> [TASK REQUIREMENTS]
Reproduce verbatim the passage of the commentary on Biden's address to Congress that starts with the words "As a rhetorical" and finishes with "he declared correctly.".
------ PAGE TEXT
On Wednesday night, Joe Biden gave his first presidential address to a joint session of Congress. I talk with family policy expert Matt Bruenig on this week’s podcast about what’s in Biden’s American Families Plan, what will work, and what still needs work.
As a rhetorical effort, the speech marked a complete break from the Reagan-Clinton consensus that dominated the past 40 years, choking the ability of government to even be talked about as a potential force for good. “My fellow Americans, trickle-down economics has never worked,” he declared correctly.
The address reflected an impressive politics of multiracial, progressive populism that, if actually implemented, ought to ensure a durable majority for whichever party embraced it. Instead of the “shared sacrifice” that Obama and even Sen. Bernie Sanders were calling for back in the dark days of the 2010s, Biden was clear about who ought to pony up this time. “I will not add to the tax burden of the middle class of this country. They’re already paying enough,” he said. “When you hear someone say that they don’t want to raise taxes on the wealthiest 1% and on corporate America – ask them: whose taxes are you going to raise instead, and whose are you going to cut?”
(Now, before I get a few hundred emails from Modern Monetary Theory acolytes, let me say I’m good with MMT. Stephanie Kelton is a friend and somebody whose work I admire. It’s fine to say that taxes don’t fund government spending, I get that. But tax policy has other objectives, and reducing inequality, checking private equity, and diminishing the power of the very rich are all worthy goals that having nothing to do with “paying for” the American Families Plan. Okay, back to our regularly scheduled programming.)
------------
------ SOURCE DATA
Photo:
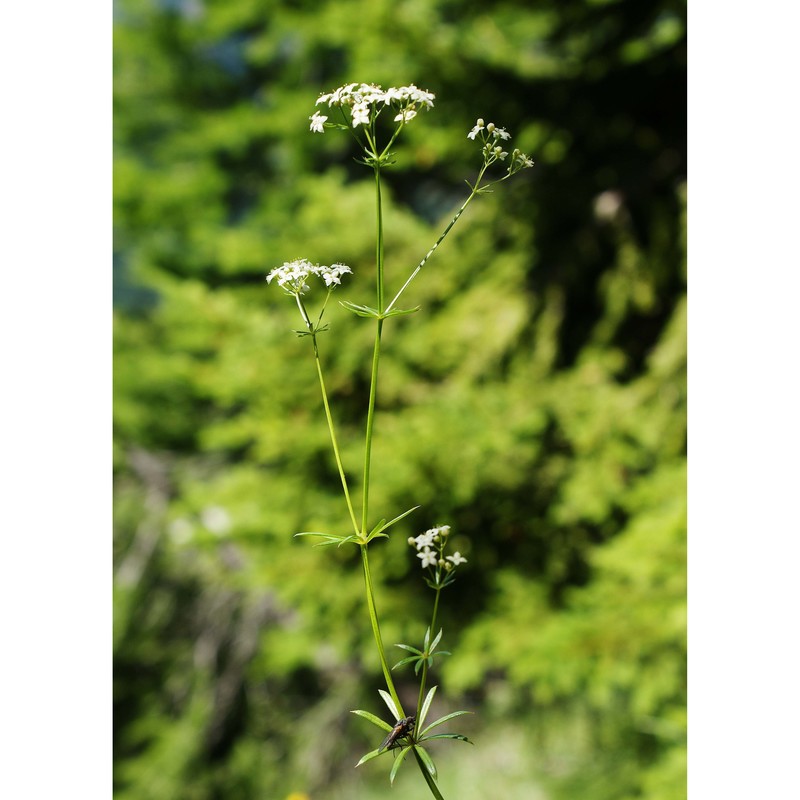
------------
> [THE RESULT]
As a rhetorical effort, the speech marked a complete break from the Reagan-Clinton consensus that dominated the past 40 years, choking the ability of government to even be talked about as a potential force for good. “My fellow Americans, trickle-down economics has never worked,” he declared correctly.